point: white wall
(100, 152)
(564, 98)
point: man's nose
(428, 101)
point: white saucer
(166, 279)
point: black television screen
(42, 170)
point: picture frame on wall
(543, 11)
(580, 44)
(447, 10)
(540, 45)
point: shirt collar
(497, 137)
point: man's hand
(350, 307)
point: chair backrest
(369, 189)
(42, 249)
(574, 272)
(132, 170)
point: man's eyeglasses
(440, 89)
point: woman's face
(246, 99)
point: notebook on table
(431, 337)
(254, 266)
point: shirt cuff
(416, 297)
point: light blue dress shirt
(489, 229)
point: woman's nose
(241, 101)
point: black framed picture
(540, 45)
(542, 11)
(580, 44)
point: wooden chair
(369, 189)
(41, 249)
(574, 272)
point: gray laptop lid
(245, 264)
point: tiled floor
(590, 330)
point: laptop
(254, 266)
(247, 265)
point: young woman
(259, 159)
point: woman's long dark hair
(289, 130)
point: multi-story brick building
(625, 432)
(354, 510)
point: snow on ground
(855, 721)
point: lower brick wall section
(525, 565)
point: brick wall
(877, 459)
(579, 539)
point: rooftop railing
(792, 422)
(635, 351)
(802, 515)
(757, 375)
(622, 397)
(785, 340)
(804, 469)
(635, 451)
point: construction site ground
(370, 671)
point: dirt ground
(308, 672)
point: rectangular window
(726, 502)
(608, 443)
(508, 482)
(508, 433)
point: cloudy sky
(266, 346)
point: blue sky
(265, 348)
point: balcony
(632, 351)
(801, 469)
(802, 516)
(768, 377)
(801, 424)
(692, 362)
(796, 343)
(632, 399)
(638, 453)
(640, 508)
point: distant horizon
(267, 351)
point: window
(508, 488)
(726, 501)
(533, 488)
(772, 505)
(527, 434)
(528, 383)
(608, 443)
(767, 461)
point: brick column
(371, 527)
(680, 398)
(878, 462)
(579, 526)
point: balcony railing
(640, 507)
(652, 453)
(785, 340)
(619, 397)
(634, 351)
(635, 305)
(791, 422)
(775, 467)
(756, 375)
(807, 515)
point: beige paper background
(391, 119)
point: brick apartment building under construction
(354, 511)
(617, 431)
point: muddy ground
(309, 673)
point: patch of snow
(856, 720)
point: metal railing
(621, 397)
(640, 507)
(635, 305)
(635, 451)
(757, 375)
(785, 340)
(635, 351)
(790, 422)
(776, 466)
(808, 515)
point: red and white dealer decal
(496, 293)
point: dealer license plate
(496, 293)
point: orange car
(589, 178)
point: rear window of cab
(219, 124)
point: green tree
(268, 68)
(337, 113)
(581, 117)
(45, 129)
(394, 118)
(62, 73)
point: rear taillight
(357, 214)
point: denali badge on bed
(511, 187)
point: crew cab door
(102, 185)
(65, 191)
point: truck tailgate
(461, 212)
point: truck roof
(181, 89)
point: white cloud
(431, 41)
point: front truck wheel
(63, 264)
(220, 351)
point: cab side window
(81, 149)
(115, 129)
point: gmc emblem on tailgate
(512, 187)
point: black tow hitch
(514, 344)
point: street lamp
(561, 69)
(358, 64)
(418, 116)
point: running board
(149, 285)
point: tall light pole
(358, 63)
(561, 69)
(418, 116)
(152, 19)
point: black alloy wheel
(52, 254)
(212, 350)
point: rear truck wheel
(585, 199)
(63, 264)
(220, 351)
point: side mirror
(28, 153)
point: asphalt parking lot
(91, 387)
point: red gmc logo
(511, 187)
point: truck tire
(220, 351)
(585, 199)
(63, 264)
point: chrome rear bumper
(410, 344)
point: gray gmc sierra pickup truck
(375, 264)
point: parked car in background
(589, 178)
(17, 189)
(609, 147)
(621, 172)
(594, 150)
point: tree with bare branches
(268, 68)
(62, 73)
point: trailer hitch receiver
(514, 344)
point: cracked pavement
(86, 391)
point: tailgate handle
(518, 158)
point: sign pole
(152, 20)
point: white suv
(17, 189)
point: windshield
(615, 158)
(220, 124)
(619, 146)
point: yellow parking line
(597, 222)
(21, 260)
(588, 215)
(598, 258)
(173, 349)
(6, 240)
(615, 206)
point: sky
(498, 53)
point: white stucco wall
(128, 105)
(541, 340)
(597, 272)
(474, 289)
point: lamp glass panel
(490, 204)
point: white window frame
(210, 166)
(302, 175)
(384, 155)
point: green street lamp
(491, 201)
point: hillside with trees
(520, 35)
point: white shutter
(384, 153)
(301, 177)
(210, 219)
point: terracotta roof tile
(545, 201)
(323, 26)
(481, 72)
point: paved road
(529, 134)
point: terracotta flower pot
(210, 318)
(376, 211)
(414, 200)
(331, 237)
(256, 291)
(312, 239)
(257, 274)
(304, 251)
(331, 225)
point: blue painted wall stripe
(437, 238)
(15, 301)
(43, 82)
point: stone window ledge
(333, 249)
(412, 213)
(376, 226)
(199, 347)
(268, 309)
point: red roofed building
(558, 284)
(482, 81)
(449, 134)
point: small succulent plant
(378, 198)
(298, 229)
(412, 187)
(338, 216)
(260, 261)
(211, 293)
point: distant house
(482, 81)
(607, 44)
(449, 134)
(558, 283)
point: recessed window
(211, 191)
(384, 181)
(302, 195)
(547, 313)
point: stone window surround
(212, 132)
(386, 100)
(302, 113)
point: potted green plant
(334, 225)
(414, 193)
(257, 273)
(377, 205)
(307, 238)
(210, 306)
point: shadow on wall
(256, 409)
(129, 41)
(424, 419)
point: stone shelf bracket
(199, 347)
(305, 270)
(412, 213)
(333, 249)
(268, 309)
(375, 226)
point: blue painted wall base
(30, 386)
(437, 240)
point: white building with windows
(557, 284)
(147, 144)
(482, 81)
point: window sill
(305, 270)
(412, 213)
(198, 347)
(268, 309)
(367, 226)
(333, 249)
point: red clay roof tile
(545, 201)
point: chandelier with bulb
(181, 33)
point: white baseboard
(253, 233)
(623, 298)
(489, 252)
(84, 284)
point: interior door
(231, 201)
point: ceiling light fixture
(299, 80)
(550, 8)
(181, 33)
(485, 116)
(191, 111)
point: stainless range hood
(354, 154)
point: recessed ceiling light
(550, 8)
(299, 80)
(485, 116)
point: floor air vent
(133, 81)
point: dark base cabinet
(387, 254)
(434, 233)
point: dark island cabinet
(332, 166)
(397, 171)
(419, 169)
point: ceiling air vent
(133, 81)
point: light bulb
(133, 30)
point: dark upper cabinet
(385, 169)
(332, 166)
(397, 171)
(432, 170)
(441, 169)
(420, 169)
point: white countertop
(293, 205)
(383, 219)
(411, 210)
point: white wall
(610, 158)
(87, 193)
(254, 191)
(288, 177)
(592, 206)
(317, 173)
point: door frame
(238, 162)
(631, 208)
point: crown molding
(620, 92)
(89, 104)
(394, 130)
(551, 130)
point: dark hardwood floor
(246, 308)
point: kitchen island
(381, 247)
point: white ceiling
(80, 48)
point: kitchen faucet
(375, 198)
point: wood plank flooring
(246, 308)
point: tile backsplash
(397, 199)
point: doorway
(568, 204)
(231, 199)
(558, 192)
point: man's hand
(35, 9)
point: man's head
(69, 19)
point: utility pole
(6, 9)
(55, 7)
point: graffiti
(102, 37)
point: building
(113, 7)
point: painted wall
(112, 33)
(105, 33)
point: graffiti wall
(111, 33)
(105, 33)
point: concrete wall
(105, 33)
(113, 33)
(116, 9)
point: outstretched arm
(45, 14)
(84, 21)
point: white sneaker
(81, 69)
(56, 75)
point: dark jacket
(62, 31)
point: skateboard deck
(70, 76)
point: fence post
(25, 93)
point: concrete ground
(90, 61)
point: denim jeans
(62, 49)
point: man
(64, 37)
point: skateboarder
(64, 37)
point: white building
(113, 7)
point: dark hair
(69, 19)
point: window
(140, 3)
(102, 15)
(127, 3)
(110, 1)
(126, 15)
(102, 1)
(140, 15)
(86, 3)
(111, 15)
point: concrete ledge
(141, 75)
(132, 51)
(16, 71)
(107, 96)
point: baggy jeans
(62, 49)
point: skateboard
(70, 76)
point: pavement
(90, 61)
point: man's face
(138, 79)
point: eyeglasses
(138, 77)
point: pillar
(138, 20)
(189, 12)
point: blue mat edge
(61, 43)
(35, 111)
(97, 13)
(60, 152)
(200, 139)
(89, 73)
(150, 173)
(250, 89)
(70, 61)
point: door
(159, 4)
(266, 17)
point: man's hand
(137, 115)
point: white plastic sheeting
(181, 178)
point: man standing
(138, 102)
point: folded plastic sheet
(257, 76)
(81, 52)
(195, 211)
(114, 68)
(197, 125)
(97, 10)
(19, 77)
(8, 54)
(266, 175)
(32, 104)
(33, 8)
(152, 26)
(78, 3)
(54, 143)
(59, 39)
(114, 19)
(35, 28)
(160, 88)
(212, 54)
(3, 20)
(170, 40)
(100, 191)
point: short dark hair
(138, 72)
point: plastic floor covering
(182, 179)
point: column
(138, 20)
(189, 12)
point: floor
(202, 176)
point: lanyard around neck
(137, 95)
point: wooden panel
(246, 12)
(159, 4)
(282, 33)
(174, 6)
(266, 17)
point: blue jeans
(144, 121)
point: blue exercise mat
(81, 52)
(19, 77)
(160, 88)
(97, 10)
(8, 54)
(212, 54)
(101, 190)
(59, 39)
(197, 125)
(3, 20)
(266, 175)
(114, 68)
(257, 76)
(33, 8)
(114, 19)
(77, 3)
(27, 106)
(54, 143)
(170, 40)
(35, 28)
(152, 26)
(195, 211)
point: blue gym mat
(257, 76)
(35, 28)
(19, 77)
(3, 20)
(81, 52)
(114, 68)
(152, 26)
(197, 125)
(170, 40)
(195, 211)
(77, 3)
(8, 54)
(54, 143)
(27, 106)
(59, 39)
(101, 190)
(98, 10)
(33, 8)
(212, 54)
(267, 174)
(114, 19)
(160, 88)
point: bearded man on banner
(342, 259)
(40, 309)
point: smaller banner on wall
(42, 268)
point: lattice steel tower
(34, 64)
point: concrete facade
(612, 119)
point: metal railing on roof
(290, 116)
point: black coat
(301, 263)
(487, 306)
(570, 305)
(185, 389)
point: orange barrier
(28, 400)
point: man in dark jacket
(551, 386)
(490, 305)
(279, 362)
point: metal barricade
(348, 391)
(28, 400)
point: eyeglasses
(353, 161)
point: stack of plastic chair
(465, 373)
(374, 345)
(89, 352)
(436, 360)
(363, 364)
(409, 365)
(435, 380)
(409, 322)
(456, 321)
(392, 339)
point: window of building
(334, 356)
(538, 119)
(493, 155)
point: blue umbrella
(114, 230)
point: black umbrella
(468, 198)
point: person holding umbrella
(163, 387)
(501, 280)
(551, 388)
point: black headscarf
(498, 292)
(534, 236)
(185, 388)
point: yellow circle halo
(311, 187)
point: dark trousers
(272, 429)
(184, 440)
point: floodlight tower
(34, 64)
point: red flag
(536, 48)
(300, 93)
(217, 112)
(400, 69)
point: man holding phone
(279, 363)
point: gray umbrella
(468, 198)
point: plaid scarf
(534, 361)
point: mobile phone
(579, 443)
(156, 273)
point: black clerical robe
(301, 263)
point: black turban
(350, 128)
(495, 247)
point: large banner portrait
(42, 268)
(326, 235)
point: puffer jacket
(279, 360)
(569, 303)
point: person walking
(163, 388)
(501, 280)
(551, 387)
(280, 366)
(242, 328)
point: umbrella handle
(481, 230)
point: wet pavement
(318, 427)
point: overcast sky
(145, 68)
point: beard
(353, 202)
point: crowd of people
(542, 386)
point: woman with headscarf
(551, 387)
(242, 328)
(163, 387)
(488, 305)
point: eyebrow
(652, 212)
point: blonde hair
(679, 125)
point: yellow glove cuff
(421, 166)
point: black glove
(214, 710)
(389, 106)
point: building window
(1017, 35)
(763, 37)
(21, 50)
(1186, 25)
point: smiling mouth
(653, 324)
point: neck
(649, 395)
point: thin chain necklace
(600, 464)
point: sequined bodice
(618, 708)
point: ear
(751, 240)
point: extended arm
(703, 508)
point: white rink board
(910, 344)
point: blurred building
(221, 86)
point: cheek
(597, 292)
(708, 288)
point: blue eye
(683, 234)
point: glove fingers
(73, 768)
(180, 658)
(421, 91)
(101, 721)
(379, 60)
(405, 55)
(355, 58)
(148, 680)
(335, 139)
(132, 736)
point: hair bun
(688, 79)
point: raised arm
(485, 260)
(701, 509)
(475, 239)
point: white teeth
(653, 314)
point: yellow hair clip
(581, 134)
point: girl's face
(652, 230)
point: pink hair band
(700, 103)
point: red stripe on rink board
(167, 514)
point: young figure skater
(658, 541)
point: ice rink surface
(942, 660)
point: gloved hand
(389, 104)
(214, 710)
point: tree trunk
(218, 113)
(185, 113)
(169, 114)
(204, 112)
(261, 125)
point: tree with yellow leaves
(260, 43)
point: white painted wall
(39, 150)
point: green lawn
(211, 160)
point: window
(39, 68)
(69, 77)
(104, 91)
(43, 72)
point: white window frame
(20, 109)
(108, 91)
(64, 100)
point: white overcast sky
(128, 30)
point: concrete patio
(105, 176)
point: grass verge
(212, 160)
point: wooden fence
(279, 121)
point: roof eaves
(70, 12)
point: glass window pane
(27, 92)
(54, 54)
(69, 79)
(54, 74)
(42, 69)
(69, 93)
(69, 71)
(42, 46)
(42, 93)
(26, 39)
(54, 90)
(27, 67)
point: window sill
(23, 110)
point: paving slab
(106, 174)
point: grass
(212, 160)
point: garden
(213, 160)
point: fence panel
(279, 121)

> _REQUIREMENTS_:
Output exactly the lines above, from the one holding "point: tree with yellow leaves" through the end of the data, including the first and last.

> _WRITTEN ANSWER_:
point: tree with yellow leaves
(260, 43)
point: white painted wall
(39, 150)
point: green lawn
(211, 160)
point: window
(39, 68)
(69, 77)
(104, 91)
(43, 72)
point: white window frame
(20, 109)
(108, 91)
(64, 100)
point: white overcast sky
(128, 30)
point: concrete patio
(105, 176)
point: grass verge
(212, 160)
point: wooden fence
(279, 121)
point: roof eaves
(70, 12)
point: glass window pane
(27, 92)
(54, 54)
(69, 79)
(54, 74)
(42, 69)
(69, 93)
(69, 71)
(42, 46)
(42, 93)
(26, 39)
(54, 90)
(27, 67)
point: window sill
(23, 110)
point: paving slab
(106, 174)
point: grass
(212, 160)
point: garden
(213, 160)
point: fence panel
(279, 121)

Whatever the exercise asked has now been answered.